**Objective:** Swap "marker" for "point" throughout the records below and write them out again with nothing else changed.

**Input data:**
• • •
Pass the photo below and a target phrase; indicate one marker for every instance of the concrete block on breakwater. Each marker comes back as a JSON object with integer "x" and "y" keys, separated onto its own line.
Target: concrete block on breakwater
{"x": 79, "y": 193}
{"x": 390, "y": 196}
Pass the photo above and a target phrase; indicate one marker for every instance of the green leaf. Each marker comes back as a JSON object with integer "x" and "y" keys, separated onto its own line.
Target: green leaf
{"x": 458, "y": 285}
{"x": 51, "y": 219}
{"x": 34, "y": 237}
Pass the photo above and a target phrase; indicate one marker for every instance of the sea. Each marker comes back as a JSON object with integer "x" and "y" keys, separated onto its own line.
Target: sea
• • •
**Full solution:**
Pass the photo below and a target phrase; indicate one point for every instance of the concrete block on breakwater. Each point comes back as a JSON object with integer "x" and "y" keys, separated onto its own line.
Target: concrete block on breakwater
{"x": 79, "y": 193}
{"x": 390, "y": 196}
Pass the photo above and a target phrase; indicate one point for every instance of the green leaf. Each point comes back as a JSON object with integer "x" and "y" keys, separated onto its own line.
Target: green leaf
{"x": 458, "y": 285}
{"x": 51, "y": 219}
{"x": 34, "y": 237}
Pass the photo above and a target phrase; indicate one point for every instance of the sea. Each point comes back as a JSON object with integer "x" and "y" keys, separated onto its own line.
Target: sea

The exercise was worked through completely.